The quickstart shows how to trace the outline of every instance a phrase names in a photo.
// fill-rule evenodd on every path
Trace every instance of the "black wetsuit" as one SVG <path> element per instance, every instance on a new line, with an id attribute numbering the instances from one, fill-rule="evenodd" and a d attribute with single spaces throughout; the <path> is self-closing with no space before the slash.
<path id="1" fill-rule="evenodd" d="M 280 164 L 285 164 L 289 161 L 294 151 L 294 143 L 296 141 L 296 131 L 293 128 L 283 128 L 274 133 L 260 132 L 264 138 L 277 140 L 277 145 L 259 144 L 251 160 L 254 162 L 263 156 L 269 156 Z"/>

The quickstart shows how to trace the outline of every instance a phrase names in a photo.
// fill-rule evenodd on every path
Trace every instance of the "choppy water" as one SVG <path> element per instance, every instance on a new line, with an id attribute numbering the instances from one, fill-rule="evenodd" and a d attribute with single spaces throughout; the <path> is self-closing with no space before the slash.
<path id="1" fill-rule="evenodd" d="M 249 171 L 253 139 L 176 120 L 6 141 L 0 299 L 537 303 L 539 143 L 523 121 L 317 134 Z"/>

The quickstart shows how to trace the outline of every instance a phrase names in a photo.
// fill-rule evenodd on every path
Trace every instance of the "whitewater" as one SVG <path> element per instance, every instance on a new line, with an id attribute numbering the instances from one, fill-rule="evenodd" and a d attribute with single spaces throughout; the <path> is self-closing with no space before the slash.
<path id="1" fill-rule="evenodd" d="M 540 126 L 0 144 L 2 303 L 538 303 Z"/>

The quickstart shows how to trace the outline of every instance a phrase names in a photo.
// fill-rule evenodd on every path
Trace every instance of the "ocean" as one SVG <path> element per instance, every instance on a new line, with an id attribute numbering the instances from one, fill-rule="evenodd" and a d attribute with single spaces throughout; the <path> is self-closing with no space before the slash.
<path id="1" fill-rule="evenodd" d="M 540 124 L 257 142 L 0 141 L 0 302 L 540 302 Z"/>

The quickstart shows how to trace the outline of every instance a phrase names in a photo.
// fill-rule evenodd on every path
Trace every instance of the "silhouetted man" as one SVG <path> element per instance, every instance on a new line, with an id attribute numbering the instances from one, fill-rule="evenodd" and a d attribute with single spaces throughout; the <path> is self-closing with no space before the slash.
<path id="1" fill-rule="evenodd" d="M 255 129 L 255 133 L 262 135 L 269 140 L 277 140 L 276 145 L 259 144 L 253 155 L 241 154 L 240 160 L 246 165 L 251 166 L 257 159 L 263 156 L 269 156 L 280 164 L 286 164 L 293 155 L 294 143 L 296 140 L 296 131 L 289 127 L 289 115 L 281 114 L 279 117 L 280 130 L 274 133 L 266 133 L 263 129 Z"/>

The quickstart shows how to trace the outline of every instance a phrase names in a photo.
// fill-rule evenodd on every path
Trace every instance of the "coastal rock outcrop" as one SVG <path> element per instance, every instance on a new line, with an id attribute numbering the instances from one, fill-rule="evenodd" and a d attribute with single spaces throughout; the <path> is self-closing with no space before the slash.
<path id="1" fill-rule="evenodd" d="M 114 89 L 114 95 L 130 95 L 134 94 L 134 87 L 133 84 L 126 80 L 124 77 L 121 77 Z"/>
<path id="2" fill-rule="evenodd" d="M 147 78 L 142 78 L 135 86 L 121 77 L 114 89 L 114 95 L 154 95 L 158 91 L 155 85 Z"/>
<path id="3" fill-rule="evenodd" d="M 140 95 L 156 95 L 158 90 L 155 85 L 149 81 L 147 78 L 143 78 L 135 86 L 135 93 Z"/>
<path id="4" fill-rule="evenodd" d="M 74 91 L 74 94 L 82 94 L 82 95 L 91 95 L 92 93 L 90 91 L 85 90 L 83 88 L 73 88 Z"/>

* **What the task requires**
Please give every line from the start of the items through the line containing "280 164 L 285", inclusive, as a JSON list of strings with one string per line and blank lines omitted.

* **Output of the task**
[
  "The quickstart shows how to trace the outline of every instance a phrase names in a photo.",
  "// fill-rule evenodd on every path",
  "Trace every instance of the \"black wetsuit\" as one SVG <path> element per instance, every instance on a new line, with an id attribute numbering the instances from one, fill-rule=\"evenodd\" and a d attribute with single spaces throughout; the <path> is self-closing with no space before the slash.",
  "<path id=\"1\" fill-rule=\"evenodd\" d=\"M 280 164 L 285 164 L 289 161 L 294 151 L 294 143 L 296 141 L 296 131 L 293 128 L 283 128 L 274 133 L 260 132 L 264 138 L 277 140 L 277 145 L 259 144 L 251 160 L 254 162 L 263 156 L 269 156 Z\"/>"
]